| Trecho fornecido |
Como exercício, proponho que tente identificar quais são as ações ou verbos que caracterizam seus livros, sejam publicados ou em andamento. Escreva também que ações você mais executa na vida. Depois compare as respostas e reflita sobre a relação entre os seus gestos, e os gestos que aparecem nos seus textos. Muitas vezes são completamente antagônicos, opostos até, noutras, exatamente iguais. De qualquer forma, tomar consciência deles é extremamente potente, facilita o encontro com a própria voz e nos possibilita falar sobre nossa escrita com propriedade. 

Escrever adotando um novo gesto, nunca antes experimentado, é outra maneira de exercitar a criatividade e sair dos lugares viciados ou comuns. Este exercício pode se expandir também para condutas de vida. Colocar o corpo para experimentar novas experiências, gestos e posições fora do conforto ou da automação, ajudam muito a expandir a capacidade criativa. Falo da criação, aqui também, em termos de protagonizar a própria vida, possibilitar novas experiências e transformar os relacionamentos viciados ou adoecidos.

Ampliar o campo sensorial pode ajudar a trazer gestos novos de forma espontânea. Existem, para isso, inúmeros exercícios de criatividade. Um exemplo é escrever à partir de uma música. Deslocar a presença da cabeça para outras aéreas do corpo em busca de novos gatilhos criativos. Acessar os túneis do tempo e espaço. Escrever à partir de memórias olfativas. Passar um dia inteiro com vendas nos olhos ou sem falar. Fazer jejum, ficar uma noite sem dormir, e assim por diante. 

As escolhas técnicas também são essenciais quando pensamos na intenção comunicativa, no “gesto emitido” e no “gesto recebido”. Para além do conteúdo que é comunicado, a forma do texto e o trabalho de linguagem imprimem características peculiares que precisam transpirar os gestos elegidos e a mensagem principal. Para determinar a respiração, o ritmo e a pulsação que queremos dar ao texto, escolhas como tamanho de frase e combinação de palavras, são essenciais.

| Experimente |
Extraia do trecho sobre escrita e gestos a parte entre "Ampliar o campo" e "assim por diante.", inclusive, e copie-a sem nenhuma alteração.

| Dados fornecidos |
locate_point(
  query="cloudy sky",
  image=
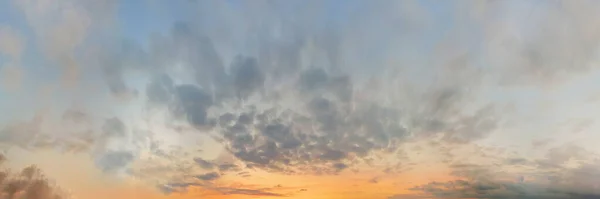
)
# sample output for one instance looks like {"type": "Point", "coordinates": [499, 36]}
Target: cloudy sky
{"type": "Point", "coordinates": [339, 99]}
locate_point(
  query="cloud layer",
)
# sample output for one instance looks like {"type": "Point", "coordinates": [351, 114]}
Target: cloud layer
{"type": "Point", "coordinates": [311, 88]}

| Resultado |
Ampliar o campo sensorial pode ajudar a trazer gestos novos de forma espontânea. Existem, para isso, inúmeros exercícios de criatividade. Um exemplo é escrever à partir de uma música. Deslocar a presença da cabeça para outras aéreas do corpo em busca de novos gatilhos criativos. Acessar os túneis do tempo e espaço. Escrever à partir de memórias olfativas. Passar um dia inteiro com vendas nos olhos ou sem falar. Fazer jejum, ficar uma noite sem dormir, e assim por diante.